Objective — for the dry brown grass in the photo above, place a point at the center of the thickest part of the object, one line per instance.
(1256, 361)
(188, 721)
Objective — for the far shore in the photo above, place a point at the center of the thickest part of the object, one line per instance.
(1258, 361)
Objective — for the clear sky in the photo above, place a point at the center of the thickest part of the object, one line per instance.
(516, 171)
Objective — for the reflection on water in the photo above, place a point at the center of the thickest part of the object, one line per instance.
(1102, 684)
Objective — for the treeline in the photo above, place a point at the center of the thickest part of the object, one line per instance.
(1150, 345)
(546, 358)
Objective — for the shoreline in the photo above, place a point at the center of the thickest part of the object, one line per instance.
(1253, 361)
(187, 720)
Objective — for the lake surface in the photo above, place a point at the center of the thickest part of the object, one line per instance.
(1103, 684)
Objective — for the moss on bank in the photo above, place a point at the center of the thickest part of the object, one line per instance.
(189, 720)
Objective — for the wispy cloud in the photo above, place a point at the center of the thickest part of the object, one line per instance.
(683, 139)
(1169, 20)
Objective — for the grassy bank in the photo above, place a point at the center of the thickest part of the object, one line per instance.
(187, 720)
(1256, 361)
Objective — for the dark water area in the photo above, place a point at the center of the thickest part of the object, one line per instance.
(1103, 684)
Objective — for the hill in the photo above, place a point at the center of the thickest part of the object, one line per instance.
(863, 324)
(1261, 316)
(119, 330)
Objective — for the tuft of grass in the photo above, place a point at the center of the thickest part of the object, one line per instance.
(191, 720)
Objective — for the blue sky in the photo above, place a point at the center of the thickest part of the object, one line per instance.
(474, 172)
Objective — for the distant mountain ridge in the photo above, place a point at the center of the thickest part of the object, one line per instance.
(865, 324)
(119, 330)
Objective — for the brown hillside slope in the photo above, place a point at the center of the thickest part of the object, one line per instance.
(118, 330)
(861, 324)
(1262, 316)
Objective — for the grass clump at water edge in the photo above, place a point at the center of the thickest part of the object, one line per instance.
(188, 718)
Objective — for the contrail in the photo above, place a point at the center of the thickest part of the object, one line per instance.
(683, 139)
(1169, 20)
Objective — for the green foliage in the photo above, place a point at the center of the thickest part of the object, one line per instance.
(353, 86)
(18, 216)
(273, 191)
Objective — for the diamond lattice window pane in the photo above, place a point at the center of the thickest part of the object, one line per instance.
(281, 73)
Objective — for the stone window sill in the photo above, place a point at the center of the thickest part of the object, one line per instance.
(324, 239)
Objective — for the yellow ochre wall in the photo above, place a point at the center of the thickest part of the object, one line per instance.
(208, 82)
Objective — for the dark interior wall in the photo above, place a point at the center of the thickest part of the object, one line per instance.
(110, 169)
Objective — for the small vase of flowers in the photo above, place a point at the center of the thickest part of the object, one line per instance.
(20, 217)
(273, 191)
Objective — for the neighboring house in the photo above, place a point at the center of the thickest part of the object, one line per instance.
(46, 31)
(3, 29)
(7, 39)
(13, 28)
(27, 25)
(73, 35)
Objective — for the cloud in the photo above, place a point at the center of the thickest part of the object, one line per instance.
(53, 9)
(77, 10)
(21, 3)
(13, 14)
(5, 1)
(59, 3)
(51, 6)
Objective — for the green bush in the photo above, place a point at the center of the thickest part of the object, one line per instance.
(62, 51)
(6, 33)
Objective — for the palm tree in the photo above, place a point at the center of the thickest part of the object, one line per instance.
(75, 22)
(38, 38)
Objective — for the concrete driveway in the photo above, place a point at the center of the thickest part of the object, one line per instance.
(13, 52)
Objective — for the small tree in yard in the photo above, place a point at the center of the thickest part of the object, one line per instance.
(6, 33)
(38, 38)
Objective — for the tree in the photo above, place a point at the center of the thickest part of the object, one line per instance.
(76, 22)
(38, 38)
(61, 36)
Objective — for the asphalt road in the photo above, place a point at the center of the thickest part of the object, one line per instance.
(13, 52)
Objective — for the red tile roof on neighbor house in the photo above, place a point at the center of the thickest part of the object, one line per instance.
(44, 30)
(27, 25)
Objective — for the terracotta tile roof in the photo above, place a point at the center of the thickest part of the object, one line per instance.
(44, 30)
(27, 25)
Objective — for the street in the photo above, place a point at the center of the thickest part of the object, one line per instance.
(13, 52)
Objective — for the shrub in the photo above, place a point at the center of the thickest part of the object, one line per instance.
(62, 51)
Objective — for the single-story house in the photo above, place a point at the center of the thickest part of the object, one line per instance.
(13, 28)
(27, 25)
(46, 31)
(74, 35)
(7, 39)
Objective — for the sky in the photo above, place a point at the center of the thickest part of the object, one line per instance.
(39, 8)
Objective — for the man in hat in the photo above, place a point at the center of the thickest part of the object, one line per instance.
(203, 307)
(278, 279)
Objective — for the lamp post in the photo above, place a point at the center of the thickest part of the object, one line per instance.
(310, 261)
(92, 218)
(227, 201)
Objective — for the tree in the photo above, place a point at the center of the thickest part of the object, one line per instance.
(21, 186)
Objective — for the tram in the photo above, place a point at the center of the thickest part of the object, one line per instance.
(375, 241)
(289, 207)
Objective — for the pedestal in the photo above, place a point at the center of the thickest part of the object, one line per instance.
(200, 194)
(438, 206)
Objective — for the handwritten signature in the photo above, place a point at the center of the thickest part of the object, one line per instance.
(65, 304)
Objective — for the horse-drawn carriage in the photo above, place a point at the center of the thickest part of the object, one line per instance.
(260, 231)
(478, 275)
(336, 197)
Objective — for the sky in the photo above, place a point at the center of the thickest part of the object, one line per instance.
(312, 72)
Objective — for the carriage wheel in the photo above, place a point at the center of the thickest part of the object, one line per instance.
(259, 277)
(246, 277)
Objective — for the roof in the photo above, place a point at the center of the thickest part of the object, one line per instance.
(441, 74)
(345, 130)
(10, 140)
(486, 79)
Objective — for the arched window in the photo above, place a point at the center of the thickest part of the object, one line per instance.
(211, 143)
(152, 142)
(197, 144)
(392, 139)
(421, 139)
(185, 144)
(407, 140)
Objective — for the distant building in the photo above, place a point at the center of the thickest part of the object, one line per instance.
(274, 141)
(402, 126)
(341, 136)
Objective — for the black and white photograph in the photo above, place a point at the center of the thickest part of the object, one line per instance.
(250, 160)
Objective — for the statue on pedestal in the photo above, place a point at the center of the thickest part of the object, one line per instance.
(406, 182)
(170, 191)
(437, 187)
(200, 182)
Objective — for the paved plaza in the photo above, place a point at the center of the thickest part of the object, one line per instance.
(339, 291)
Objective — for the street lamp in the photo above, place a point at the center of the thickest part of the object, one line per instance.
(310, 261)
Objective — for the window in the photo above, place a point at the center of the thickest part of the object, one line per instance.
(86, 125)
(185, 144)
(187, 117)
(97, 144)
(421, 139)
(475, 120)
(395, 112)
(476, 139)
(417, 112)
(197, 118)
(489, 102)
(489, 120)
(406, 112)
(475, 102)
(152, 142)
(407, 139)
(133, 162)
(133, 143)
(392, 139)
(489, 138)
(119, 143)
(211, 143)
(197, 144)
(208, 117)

• [WORK ITEM]:
Reproduce every entry, word for word.

• [ANSWER SPACE]:
Objective — for the dry brown grass in the photo above, place a point at the center of the thickest part of the object, one line per instance.
(1256, 361)
(188, 721)
Objective — for the far shore in the photo above, place a point at the center of the thickest part of the object, one line per instance.
(1258, 361)
Objective — for the clear sky in the photo above, place a point at the center of the thickest part of the object, one line per instance.
(516, 171)
Objective — for the reflection on water in the photo above, place a point at the center of the thickest part of the object, one line per instance.
(1102, 684)
Objective — for the treeline in the photo above, place a point at the center of the thickest part of the object, one line per instance.
(1150, 345)
(546, 358)
Objective — for the shoreline in the photo above, place a point at the center of the thickest part of the object, one line per instance.
(1253, 361)
(187, 720)
Objective — for the lake surface in the photo above, place a point at the center of the thickest part of the object, one line per instance.
(1103, 684)
Objective — for the moss on bank in the photo above, place a point at the center of the thickest part of the object, one line per instance.
(189, 720)
Objective — for the wispy cloud in the photo above, place a point at the center of the thickest part of the object, one line per instance.
(683, 139)
(1169, 20)
Objective — for the grassy bank in the photo above, place a point at the center of the thickest part of the object, one line per instance.
(187, 720)
(1256, 361)
Objective — for the dark water area in the photo above, place a point at the center of the thickest part of the object, one line per instance.
(1103, 684)
Objective — for the hill in the photo above, place a point at the center of the thickest part of the object, one line per instance.
(863, 324)
(1261, 316)
(119, 330)
Objective — for the tuft of grass in the photo above, place a point at the center of the thickest part of the object, one line per instance.
(191, 720)
Objective — for the blue sky in the photo above, place a point at the center of the thickest part of the object, one line per instance.
(474, 172)
Objective — for the distant mountain ridge in the photo above, place a point at the center of the thickest part of the object, one line per instance.
(865, 324)
(119, 330)
Objective — for the brown hillside slope in the photo above, place a point at the center of the thickest part of the object, one line per instance.
(118, 330)
(861, 324)
(1262, 316)
Objective — for the grass clump at water edge in the photo above, place a point at the center of the thickest part of the object, one line per instance.
(188, 718)
Objective — for the contrail in the photo above, place a point at the center of the thickest part of the object, one line per instance.
(683, 139)
(1169, 20)
Objective — for the green foliage in the photo above, place a point at the center of the thickest part of the object, one line per instance.
(353, 86)
(18, 216)
(273, 191)
Objective — for the diamond lattice window pane in the photo above, place a point at the center of the thickest part of the object, one line per instance.
(281, 73)
Objective — for the stone window sill in the photo above, place a point at the center of the thickest part of the object, one line per instance.
(324, 239)
Objective — for the yellow ochre wall in the photo above, place a point at the center of the thickest part of the object, one line per instance.
(208, 82)
Objective — for the dark interior wall in the photo above, place a point at the center of the thickest part of the object, one line per instance.
(110, 169)
Objective — for the small vase of flowers in the photo above, place a point at the center of the thickest part of the object, one line per instance.
(20, 217)
(273, 191)
Objective — for the neighboring house in the photo above, place a point at the center of the thickest part of the object, one line per instance.
(46, 31)
(3, 29)
(7, 39)
(13, 28)
(27, 25)
(73, 35)
Objective — for the cloud in the photo above, place a point at the center of the thickest part of the object, one line per instance.
(53, 9)
(77, 10)
(21, 3)
(13, 14)
(5, 1)
(59, 3)
(51, 6)
Objective — for the green bush in the photo above, place a point at the center of the thickest part of the object, one line per instance.
(62, 51)
(6, 33)
Objective — for the palm tree in the photo above, place a point at the center of the thickest part of the object, one line per instance.
(75, 22)
(38, 38)
Objective — for the concrete driveway in the photo above, place a point at the center of the thickest part of the object, one line per instance.
(13, 52)
Objective — for the small tree in yard in the photo above, place a point at the center of the thickest part of the object, one line per instance.
(6, 33)
(38, 38)
Objective — for the tree in the photo above, place a point at the center of the thickest part of the object, one line per instance.
(76, 22)
(38, 38)
(61, 36)
Objective — for the asphalt road in the photo above, place a point at the center of the thickest part of the object, one line per instance.
(13, 52)
Objective — for the red tile roof on neighbor house in the photo above, place a point at the center of the thickest part of the object, one line per instance.
(44, 30)
(27, 25)
Objective — for the terracotta tile roof in the photo above, place a point at the center of the thickest part of the object, one line per instance.
(44, 30)
(27, 25)
Objective — for the street in the photo above, place a point at the center of the thickest part of the object, one line per instance.
(13, 52)
Objective — for the shrub in the photo above, place a point at the center of the thickest part of the object, one line per instance.
(62, 51)
Objective — for the single-story house in the photo above, place a point at the center of the thickest part of the object, one line per instance.
(13, 28)
(27, 25)
(46, 31)
(74, 35)
(7, 39)
Objective — for the sky in the photo above, place a point at the center of the thickest part of the object, one line per instance.
(39, 8)
Objective — for the man in hat in the photo above, place a point at the center of the thickest part of the object, one line per instance.
(203, 307)
(278, 279)
Objective — for the lamp post in the photo above, place a point at the center of the thickest part of the object, one line per instance.
(310, 261)
(92, 218)
(227, 201)
Objective — for the tree in the photo above, place a point at the center of the thickest part of the object, one line per instance.
(21, 186)
Objective — for the tram in the photo above, place a point at the center of the thickest part of the object, one line per instance.
(375, 241)
(289, 207)
Objective — for the pedestal in the photo above, place a point at the center of the thickest part of the object, one line per instance.
(200, 194)
(438, 206)
Objective — for the handwritten signature in the photo above, place a point at the center of the thickest part of the object, one line per instance.
(65, 304)
Objective — for the horse-drawn carriage in the photo above, place a point at the center of the thickest part of the object, one line per instance.
(260, 231)
(478, 275)
(336, 197)
Objective — for the sky in the photo above, place a point at the center of the thickest part of the object, one line per instance.
(312, 72)
Objective — for the carriage wheel in the photo above, place a point at the center of the thickest part of the object, one line per instance.
(259, 277)
(246, 277)
Objective — for the roof in the photo above, place a point at the center of the thickest part of the object, one line per instance.
(441, 74)
(345, 130)
(10, 140)
(486, 79)
Objective — for the arched window in the photo above, place a point at the center of the thickest part of the object, one line per instance.
(211, 143)
(152, 142)
(197, 144)
(392, 139)
(421, 139)
(185, 144)
(407, 140)
Objective — for the distant building in the photo above, place a point at the center of the thickest part of the object, one line per instance.
(274, 141)
(402, 126)
(341, 136)
Objective — for the black and white photograph in the photo above, place a point at the center of the thickest part of the object, one line per instance.
(250, 160)
Objective — for the statue on pedestal in the photo above, place a point at the center of the thickest part of the object, one line per instance.
(406, 182)
(170, 191)
(437, 187)
(200, 182)
Objective — for the paved plaza in the photo above, place a point at the center of the thickest part of the object, one line per instance.
(339, 291)
Objective — for the street lamp in the photo above, place a point at the center of the thickest part of the object, one line per instance.
(310, 261)
Objective — for the window in the photo above, place a point at the center of the thickest part of the object, one line per instance.
(86, 125)
(185, 144)
(187, 117)
(97, 144)
(421, 139)
(475, 120)
(395, 112)
(476, 139)
(417, 112)
(197, 118)
(489, 102)
(489, 120)
(406, 112)
(475, 102)
(152, 142)
(407, 139)
(133, 162)
(133, 143)
(392, 139)
(489, 138)
(119, 143)
(211, 143)
(197, 144)
(208, 117)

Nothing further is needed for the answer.